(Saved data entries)
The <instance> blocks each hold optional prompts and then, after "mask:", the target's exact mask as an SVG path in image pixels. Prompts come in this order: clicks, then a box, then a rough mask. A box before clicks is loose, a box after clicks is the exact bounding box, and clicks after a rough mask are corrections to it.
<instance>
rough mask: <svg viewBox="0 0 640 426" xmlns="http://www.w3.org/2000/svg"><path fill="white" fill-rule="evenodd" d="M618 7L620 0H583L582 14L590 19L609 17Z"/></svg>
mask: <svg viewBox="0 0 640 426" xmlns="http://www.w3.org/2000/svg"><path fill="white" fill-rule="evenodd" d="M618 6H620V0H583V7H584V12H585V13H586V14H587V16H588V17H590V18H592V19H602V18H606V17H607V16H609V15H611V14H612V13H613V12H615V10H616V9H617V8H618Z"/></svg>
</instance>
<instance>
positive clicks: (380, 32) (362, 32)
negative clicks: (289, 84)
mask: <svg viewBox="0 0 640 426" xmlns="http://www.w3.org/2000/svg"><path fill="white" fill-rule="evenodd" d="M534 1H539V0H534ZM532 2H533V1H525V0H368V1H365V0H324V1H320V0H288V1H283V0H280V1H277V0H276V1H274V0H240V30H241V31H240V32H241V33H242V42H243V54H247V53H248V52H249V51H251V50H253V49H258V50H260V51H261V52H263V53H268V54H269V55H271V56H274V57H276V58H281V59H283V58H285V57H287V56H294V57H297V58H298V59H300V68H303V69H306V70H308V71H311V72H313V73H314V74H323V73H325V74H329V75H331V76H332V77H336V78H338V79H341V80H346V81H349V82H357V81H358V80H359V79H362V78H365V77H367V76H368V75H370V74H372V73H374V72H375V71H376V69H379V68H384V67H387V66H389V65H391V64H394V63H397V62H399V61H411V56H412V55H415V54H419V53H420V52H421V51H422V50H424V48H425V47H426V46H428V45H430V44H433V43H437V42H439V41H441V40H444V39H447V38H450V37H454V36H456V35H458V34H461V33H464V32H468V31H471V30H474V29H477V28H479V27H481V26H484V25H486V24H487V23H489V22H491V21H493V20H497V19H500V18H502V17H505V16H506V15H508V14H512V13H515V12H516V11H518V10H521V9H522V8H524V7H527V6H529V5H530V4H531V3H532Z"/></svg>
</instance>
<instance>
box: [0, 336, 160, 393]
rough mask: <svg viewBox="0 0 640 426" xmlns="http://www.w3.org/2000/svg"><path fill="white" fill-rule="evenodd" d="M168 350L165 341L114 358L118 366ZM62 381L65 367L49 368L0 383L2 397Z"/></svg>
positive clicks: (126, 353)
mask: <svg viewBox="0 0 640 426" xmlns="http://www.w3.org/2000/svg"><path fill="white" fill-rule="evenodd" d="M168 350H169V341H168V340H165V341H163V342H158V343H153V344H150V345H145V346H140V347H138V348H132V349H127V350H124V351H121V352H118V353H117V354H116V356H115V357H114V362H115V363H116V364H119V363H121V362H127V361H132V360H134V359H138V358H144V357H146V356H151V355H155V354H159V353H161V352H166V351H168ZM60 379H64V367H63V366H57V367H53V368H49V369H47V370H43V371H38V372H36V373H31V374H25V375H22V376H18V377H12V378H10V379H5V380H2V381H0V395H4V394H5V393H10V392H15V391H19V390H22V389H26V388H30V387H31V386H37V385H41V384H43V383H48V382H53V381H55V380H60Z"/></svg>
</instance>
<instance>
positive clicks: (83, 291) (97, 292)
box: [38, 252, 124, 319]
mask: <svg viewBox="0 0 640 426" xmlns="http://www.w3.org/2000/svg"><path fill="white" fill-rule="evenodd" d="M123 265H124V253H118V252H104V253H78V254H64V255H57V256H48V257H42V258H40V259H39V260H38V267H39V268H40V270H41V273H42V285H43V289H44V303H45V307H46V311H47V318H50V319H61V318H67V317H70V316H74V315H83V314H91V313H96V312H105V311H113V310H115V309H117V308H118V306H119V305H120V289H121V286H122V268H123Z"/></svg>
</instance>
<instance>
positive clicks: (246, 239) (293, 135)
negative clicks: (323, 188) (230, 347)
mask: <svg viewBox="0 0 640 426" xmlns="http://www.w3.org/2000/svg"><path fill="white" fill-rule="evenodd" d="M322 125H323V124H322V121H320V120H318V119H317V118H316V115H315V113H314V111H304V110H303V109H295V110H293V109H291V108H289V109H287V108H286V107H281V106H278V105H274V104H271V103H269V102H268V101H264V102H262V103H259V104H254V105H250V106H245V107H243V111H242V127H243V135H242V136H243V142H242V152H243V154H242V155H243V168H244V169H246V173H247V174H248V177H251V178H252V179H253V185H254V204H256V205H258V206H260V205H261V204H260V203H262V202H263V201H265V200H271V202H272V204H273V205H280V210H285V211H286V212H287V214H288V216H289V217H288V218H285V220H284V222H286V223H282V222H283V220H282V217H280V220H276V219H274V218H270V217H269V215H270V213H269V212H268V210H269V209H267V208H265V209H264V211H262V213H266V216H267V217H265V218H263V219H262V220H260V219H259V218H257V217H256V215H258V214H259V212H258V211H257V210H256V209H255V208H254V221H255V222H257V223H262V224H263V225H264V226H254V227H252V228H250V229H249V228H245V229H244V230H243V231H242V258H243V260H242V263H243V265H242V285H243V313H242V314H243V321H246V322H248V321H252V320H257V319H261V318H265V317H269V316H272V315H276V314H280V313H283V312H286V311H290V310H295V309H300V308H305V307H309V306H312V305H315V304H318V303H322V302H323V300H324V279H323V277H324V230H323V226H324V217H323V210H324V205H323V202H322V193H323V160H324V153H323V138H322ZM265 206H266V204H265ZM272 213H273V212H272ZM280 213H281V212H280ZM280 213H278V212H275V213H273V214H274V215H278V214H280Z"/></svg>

> **What you are asked to do**
Put each line of the entries above into a JSON list of strings, one string per line, and leave out any blank lines.

> **Your response**
[
  "The <instance> blocks each hold optional prompts and then, after \"mask:\", the target's exact mask as an SVG path in image pixels. Prompts come in this order: clicks, then a box, then a rough mask. A box before clicks is loose, a box after clicks is the exact bounding box, and clicks after a rough mask are corrections to it.",
  "<instance>",
  "rough mask: <svg viewBox=\"0 0 640 426\" xmlns=\"http://www.w3.org/2000/svg\"><path fill=\"white\" fill-rule=\"evenodd\" d=\"M618 7L620 0H583L582 14L590 19L609 17Z\"/></svg>",
  "mask: <svg viewBox=\"0 0 640 426\" xmlns=\"http://www.w3.org/2000/svg\"><path fill=\"white\" fill-rule=\"evenodd\" d=\"M618 6H620V0H583V7H584V12H585V13H586V14H587V16H588V17H590V18H592V19H602V18H606V17H607V16H609V15H611V14H612V13H613V12H615V10H616V9H617V8H618Z\"/></svg>",
  "</instance>",
  "<instance>",
  "positive clicks: (380, 32) (362, 32)",
  "negative clicks: (289, 84)",
  "mask: <svg viewBox=\"0 0 640 426\" xmlns=\"http://www.w3.org/2000/svg\"><path fill=\"white\" fill-rule=\"evenodd\" d=\"M534 1H539V0H534ZM532 2H533V1H525V0H368V1H365V0H324V1H320V0H288V1H283V0H280V1H277V0H276V1H274V0H240V30H241V31H240V32H241V33H242V42H243V54H247V53H248V52H249V51H251V50H253V49H258V50H260V51H261V52H263V53H268V54H269V55H271V56H274V57H276V58H281V59H283V58H285V57H287V56H294V57H297V58H298V59H300V68H303V69H306V70H308V71H311V72H313V73H314V74H323V73H325V74H329V75H331V76H332V77H336V78H338V79H341V80H346V81H349V82H357V81H358V80H359V79H362V78H365V77H367V76H368V75H370V74H372V73H374V72H375V71H376V69H379V68H384V67H387V66H389V65H391V64H394V63H397V62H399V61H411V56H412V55H415V54H419V53H420V52H421V51H422V50H424V48H425V47H426V46H428V45H430V44H433V43H437V42H439V41H441V40H444V39H447V38H450V37H454V36H456V35H458V34H461V33H464V32H468V31H471V30H474V29H477V28H479V27H481V26H484V25H486V24H487V23H489V22H491V21H493V20H497V19H500V18H502V17H505V16H506V15H508V14H512V13H515V12H516V11H518V10H521V9H522V8H524V7H527V6H529V5H530V4H531V3H532Z\"/></svg>",
  "</instance>",
  "<instance>",
  "box: [0, 336, 160, 393]",
  "rough mask: <svg viewBox=\"0 0 640 426\" xmlns=\"http://www.w3.org/2000/svg\"><path fill=\"white\" fill-rule=\"evenodd\" d=\"M168 350L165 341L114 358L118 366ZM62 381L65 367L49 368L0 383L2 397Z\"/></svg>",
  "positive clicks: (126, 353)",
  "mask: <svg viewBox=\"0 0 640 426\" xmlns=\"http://www.w3.org/2000/svg\"><path fill=\"white\" fill-rule=\"evenodd\" d=\"M168 350H169V341H168V340H165V341H163V342H158V343H153V344H150V345H145V346H140V347H138V348H132V349H127V350H124V351H121V352H118V353H117V354H116V356H115V357H114V362H115V363H116V364H119V363H121V362H127V361H132V360H134V359H138V358H144V357H146V356H151V355H155V354H159V353H161V352H166V351H168ZM60 379H64V367H63V366H57V367H53V368H49V369H47V370H43V371H38V372H36V373H31V374H25V375H22V376H18V377H12V378H10V379H5V380H2V381H0V395H4V394H5V393H10V392H15V391H19V390H22V389H26V388H30V387H31V386H37V385H41V384H43V383H48V382H53V381H55V380H60Z\"/></svg>",
  "</instance>",
  "<instance>",
  "positive clicks: (83, 291) (97, 292)",
  "box: [38, 252, 124, 319]",
  "mask: <svg viewBox=\"0 0 640 426\" xmlns=\"http://www.w3.org/2000/svg\"><path fill=\"white\" fill-rule=\"evenodd\" d=\"M123 265H124V253H118V252H104V253H78V254H64V255H57V256H48V257H42V258H40V259H39V260H38V267H39V268H40V270H41V273H42V285H43V289H44V303H45V307H46V311H47V318H50V319H61V318H67V317H70V316H74V315H83V314H91V313H96V312H105V311H113V310H115V309H117V308H118V306H119V305H120V289H121V286H122V268H123Z\"/></svg>",
  "</instance>",
  "<instance>",
  "positive clicks: (246, 239) (293, 135)",
  "negative clicks: (323, 188) (230, 347)",
  "mask: <svg viewBox=\"0 0 640 426\" xmlns=\"http://www.w3.org/2000/svg\"><path fill=\"white\" fill-rule=\"evenodd\" d=\"M322 125H323V124H322V121H320V120H318V119H317V118H316V115H315V113H314V111H304V110H303V109H295V110H293V109H291V108H289V109H287V108H286V107H281V106H278V105H274V104H271V103H269V102H268V101H264V102H262V103H259V104H254V105H250V106H245V107H243V111H242V127H243V135H242V136H243V142H242V152H243V154H242V155H243V168H244V169H246V173H247V174H248V177H251V178H252V179H253V185H254V204H256V205H258V206H260V205H261V204H260V203H262V202H263V201H265V200H271V202H272V204H273V205H280V210H285V211H286V212H287V214H288V216H289V217H288V218H285V220H284V222H286V223H282V222H283V220H282V217H280V220H276V219H274V218H270V217H269V215H270V213H269V212H268V210H269V209H267V208H265V209H264V211H262V213H266V216H267V217H265V218H263V219H262V220H260V219H259V218H257V217H256V215H258V214H259V212H258V211H257V210H256V209H255V208H254V221H255V222H257V223H262V224H263V225H264V226H254V227H252V228H250V229H249V228H245V229H244V230H243V231H242V258H243V260H242V263H243V265H242V285H243V313H242V314H243V321H246V322H248V321H252V320H257V319H261V318H265V317H269V316H272V315H276V314H280V313H283V312H286V311H290V310H295V309H300V308H305V307H309V306H312V305H315V304H318V303H322V302H323V300H324V279H323V277H324V230H323V226H324V217H323V210H324V205H323V202H322V193H323V160H324V153H323V138H322ZM265 206H266V204H265ZM272 213H273V212H272ZM280 213H281V212H280ZM280 213H278V212H275V213H273V214H274V215H278V214H280Z\"/></svg>"
]